╭─ MATERIAL PROVIDED

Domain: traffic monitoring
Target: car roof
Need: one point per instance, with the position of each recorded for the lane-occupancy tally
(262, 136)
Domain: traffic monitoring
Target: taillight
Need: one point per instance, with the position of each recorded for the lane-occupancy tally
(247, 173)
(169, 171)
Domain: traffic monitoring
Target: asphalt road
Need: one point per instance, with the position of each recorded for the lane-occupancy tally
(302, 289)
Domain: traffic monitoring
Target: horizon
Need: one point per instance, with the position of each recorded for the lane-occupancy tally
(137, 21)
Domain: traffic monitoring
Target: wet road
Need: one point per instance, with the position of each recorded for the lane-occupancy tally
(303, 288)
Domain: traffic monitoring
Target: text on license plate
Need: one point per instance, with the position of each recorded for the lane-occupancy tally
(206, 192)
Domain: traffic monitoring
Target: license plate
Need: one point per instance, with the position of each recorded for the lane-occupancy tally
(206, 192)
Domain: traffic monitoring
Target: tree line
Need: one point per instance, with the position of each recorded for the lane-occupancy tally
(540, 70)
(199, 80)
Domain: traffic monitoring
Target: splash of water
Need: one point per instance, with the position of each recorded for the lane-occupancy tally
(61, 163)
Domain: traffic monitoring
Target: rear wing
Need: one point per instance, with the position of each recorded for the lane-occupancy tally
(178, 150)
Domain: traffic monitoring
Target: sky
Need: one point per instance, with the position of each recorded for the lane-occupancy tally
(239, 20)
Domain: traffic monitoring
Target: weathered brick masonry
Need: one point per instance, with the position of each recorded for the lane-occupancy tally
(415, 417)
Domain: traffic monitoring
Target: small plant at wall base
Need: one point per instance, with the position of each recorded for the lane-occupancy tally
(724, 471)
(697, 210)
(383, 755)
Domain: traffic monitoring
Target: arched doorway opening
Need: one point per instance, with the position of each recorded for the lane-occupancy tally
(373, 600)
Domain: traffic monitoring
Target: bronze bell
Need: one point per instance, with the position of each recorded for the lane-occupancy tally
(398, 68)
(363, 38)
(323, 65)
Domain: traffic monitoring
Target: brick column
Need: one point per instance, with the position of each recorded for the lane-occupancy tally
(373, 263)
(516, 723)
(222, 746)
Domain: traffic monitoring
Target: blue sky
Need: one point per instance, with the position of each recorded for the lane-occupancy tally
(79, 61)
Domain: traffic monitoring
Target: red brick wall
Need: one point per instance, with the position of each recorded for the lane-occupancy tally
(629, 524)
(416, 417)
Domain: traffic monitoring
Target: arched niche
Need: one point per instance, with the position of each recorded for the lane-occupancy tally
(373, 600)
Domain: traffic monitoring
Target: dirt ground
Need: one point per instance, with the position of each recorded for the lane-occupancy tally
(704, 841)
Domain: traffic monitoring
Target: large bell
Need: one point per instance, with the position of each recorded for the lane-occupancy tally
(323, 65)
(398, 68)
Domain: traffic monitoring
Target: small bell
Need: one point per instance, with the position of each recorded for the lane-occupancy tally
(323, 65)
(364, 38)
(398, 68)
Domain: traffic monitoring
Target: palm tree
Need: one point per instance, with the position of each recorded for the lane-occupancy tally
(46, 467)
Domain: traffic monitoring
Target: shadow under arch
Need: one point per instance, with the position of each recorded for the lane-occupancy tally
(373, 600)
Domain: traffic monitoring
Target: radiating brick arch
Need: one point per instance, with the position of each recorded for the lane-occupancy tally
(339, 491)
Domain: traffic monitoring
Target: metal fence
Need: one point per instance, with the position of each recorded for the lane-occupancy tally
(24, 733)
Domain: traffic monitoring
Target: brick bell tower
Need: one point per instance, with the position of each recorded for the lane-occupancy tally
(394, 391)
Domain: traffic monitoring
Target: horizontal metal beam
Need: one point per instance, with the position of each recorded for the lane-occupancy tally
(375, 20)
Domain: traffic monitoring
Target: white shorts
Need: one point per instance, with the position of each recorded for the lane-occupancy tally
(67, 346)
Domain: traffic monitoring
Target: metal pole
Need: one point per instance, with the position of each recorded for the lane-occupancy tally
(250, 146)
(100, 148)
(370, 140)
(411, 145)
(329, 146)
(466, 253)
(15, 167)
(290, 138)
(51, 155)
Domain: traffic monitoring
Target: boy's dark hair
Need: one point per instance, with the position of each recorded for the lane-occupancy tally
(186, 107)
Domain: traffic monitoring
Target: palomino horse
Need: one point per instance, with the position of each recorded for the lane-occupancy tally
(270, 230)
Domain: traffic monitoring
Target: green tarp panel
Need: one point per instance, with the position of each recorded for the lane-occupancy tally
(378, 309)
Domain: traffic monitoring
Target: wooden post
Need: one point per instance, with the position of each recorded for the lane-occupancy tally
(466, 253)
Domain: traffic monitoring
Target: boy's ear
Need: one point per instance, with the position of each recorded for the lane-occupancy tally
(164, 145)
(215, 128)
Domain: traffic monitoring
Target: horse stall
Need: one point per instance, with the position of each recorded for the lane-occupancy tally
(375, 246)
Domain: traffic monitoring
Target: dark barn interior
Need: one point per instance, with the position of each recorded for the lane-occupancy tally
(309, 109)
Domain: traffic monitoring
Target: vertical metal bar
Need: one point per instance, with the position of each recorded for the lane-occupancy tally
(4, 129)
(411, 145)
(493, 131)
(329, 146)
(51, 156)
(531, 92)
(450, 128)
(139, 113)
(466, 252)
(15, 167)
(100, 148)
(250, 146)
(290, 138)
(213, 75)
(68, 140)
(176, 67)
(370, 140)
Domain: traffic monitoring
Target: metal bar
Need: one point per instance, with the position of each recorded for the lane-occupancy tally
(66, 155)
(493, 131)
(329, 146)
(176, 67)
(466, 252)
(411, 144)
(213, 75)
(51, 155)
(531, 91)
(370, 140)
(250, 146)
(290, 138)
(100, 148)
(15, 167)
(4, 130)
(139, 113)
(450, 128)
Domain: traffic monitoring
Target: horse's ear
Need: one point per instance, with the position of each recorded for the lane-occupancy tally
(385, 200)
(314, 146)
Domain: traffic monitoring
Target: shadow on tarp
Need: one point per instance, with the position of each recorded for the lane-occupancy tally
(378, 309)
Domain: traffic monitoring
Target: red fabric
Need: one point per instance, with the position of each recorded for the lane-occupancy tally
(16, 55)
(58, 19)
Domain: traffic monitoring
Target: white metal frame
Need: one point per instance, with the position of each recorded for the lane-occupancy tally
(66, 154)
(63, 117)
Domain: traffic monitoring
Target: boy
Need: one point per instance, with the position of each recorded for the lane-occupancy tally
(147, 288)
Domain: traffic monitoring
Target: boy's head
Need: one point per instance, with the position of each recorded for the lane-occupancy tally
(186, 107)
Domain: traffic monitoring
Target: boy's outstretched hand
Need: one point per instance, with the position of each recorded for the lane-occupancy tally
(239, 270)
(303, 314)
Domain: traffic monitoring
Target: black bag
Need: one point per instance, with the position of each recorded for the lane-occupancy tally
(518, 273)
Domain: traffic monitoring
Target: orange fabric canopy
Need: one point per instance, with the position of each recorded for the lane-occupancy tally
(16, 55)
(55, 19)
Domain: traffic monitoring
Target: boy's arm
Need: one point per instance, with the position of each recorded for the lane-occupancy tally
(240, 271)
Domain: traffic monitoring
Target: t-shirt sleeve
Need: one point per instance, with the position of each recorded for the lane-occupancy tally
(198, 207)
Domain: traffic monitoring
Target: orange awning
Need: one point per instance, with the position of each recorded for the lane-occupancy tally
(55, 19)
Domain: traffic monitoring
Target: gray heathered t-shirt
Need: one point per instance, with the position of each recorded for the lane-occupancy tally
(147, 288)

╰─

GOAL:
Retype every record above exactly as written.

SOLVED PROBLEM:
Domain: traffic monitoring
Target: car roof
Need: one point per instance, with the position of each recorded for the lane-occupancy tally
(262, 136)
Domain: traffic monitoring
Target: taillight
Need: one point per instance, with the position of each recorded for the lane-occupancy tally
(247, 173)
(169, 171)
Domain: traffic monitoring
Target: asphalt road
Need: one point per instance, with the position of each recorded for the lane-occupancy tally
(302, 289)
Domain: traffic monitoring
Target: horizon
Need: one point per instance, with the position of each recorded for the lane-occupancy tally
(137, 21)
Domain: traffic monitoring
Target: wet road
Need: one point per instance, with the position of each recorded for the lane-occupancy tally
(303, 288)
Domain: traffic monitoring
Target: text on license plate
Need: one point per instance, with the position of each recorded for the lane-occupancy tally
(206, 192)
Domain: traffic monitoring
Target: license plate
Need: one point per instance, with the position of each recorded for the lane-occupancy tally
(206, 192)
Domain: traffic monitoring
Target: tree line
Need: one point per instance, with the position of each recorded for the lane-occupancy tally
(540, 70)
(199, 80)
Domain: traffic monitoring
Target: splash of water
Need: one point per instance, with the position of each recorded for the lane-occupancy tally
(61, 163)
Domain: traffic monitoring
Target: rear wing
Need: one point per instance, with the position of each recorded for the lane-occupancy tally
(178, 150)
Domain: traffic monitoring
Target: sky
Need: one point per instance, with the position of each recorded for the lane-occupancy tally
(239, 20)
Domain: traffic monitoring
Target: weathered brick masonry
Need: one point per instance, with the position of each recorded for the lane-occupancy tally
(415, 417)
Domain: traffic monitoring
Target: small plant at wall base
Need: one point per instance, with the position of each recorded for the lane-occupancy tally
(724, 471)
(697, 210)
(383, 755)
Domain: traffic monitoring
Target: arched doorway opening
Need: one point per instance, with the position of each recorded for the lane-occupancy tally
(373, 600)
Domain: traffic monitoring
Target: bronze bell
Need: one point per instance, with the position of each recorded for the lane-occupancy tally
(398, 68)
(363, 38)
(323, 65)
Domain: traffic monitoring
Target: brick column
Need: one point per instance, with the position of each recorded for the lane-occupancy tally
(373, 263)
(516, 723)
(222, 746)
Domain: traffic monitoring
Target: blue sky
Need: one point per instance, with the position of each recorded for the lane-occupancy tally
(79, 61)
Domain: traffic monitoring
Target: red brick wall
Need: one point per instance, with the position of each recorded for the lane-occupancy tally
(629, 524)
(416, 417)
Domain: traffic monitoring
Target: arched niche
Need: one point per instance, with the position of each recorded for the lane-occupancy tally
(373, 600)
Domain: traffic monitoring
Target: dirt ground
Need: one point per instance, with the position of each recorded for the lane-occupancy tally
(704, 841)
Domain: traffic monitoring
Target: large bell
Need: one point per instance, with the position of each recorded for the lane-occupancy tally
(323, 65)
(398, 68)
Domain: traffic monitoring
Target: small bell
Need: one point per instance, with the position of each recorded for the lane-occupancy tally
(323, 65)
(364, 38)
(398, 68)
Domain: traffic monitoring
Target: palm tree
Need: one point per instance, with the position of each recorded for the lane-occupancy tally
(46, 467)
Domain: traffic monitoring
Target: shadow under arch
Need: one point per instance, with the position of each recorded for the lane-occupancy tally
(373, 600)
Domain: traffic monitoring
Target: radiating brick arch
Need: one point per instance, with the position of each recorded for the lane-occupancy tally
(339, 491)
Domain: traffic monitoring
Target: metal fence
Need: one point per instance, with the position of each recorded for the lane-occupancy tally
(24, 733)
Domain: traffic monitoring
Target: brick bell tower
Need: one point per instance, with the position of each recorded for the lane-occupancy tally
(394, 391)
Domain: traffic monitoring
Target: horizontal metal beam
Need: one point per instance, with the position of each recorded for the lane-occupancy tally
(375, 20)
Domain: traffic monitoring
Target: white shorts
Need: one point per instance, with the position of each recorded for the lane-occupancy tally
(67, 346)
Domain: traffic monitoring
Target: metal pole
Need: one point per instance, with the position of each recorded for the lane-occupancy tally
(250, 146)
(100, 148)
(370, 140)
(411, 145)
(329, 146)
(466, 253)
(15, 167)
(290, 138)
(51, 155)
Domain: traffic monitoring
Target: boy's dark hair
Need: one point per instance, with the position of each recorded for the lane-occupancy tally
(186, 107)
Domain: traffic monitoring
Target: palomino horse
Need: one point per instance, with the position of each recorded for the lane-occupancy tally
(270, 230)
Domain: traffic monitoring
Target: green tarp panel
Need: one point per instance, with the position of each recorded for the lane-occupancy tally
(378, 309)
Domain: traffic monitoring
Target: wooden post
Need: one point per instance, with the position of each recorded for the lane-occupancy tally
(466, 253)
Domain: traffic monitoring
Target: boy's ear
Need: one point per instance, with the position of each recorded for the lane-occupancy tally
(164, 145)
(215, 128)
Domain: traffic monitoring
Target: horse stall
Need: one point per instance, with the position of each recorded for the lane-occupancy tally
(375, 246)
Domain: traffic monitoring
Target: dark barn interior
Need: one point per instance, with the position of each recorded for the lane-occupancy tally
(309, 109)
Domain: traffic monitoring
Target: vertical metal bar
Need: one point per instance, with the position of each recorded for the lane-occupancy tally
(4, 129)
(411, 145)
(493, 131)
(329, 146)
(51, 156)
(531, 92)
(450, 128)
(139, 113)
(466, 252)
(15, 167)
(100, 148)
(250, 146)
(290, 138)
(213, 75)
(68, 140)
(176, 67)
(370, 140)
Domain: traffic monitoring
Target: metal bar
Need: one point per instance, with the position of each recorded for the lane-occupancy tally
(66, 155)
(493, 131)
(329, 146)
(176, 67)
(466, 252)
(411, 144)
(213, 75)
(51, 155)
(531, 91)
(370, 140)
(250, 146)
(290, 138)
(100, 148)
(15, 167)
(4, 130)
(139, 113)
(450, 128)
Domain: traffic monitoring
Target: horse's ear
Need: one point per instance, with the position of each recorded for the lane-occupancy tally
(385, 200)
(314, 146)
Domain: traffic monitoring
Target: shadow on tarp
Need: one point per instance, with the position of each recorded for the lane-occupancy tally
(378, 309)
Domain: traffic monitoring
Target: red fabric
Need: one point per instance, with the position of each recorded for the lane-occupancy tally
(16, 55)
(58, 19)
Domain: traffic monitoring
Target: white metal frame
Need: one point per instance, with the position of each recorded for the lane-occupancy tally
(66, 154)
(63, 117)
Domain: traffic monitoring
Target: boy
Need: one point per instance, with the position of each recorded for the lane-occupancy tally
(147, 288)
Domain: traffic monitoring
Target: boy's head
Need: one point per instance, with the position of each recorded for the lane-occupancy tally
(186, 107)
Domain: traffic monitoring
Target: boy's outstretched hand
Need: one point per instance, with the position of each recorded for the lane-occupancy tally
(239, 270)
(303, 314)
Domain: traffic monitoring
Target: black bag
Need: one point per instance, with the position of each recorded for the lane-occupancy tally
(518, 273)
Domain: traffic monitoring
Target: orange fabric canopy
Need: one point per instance, with the position of each recorded for the lane-occupancy tally
(16, 55)
(55, 19)
Domain: traffic monitoring
Target: boy's arm
Need: one point per instance, with the position of each recorded for the lane-occupancy tally
(240, 271)
Domain: traffic monitoring
Target: t-shirt sleeve
Need: one point per instance, with the position of each recorded for the lane-occupancy tally
(198, 207)
Domain: traffic monitoring
Target: orange awning
Need: one point per instance, with the position of each recorded for the lane-occupancy tally
(55, 19)
Domain: traffic monitoring
Target: gray heathered t-shirt
Need: one point per instance, with the position of each recorded for the lane-occupancy tally
(147, 288)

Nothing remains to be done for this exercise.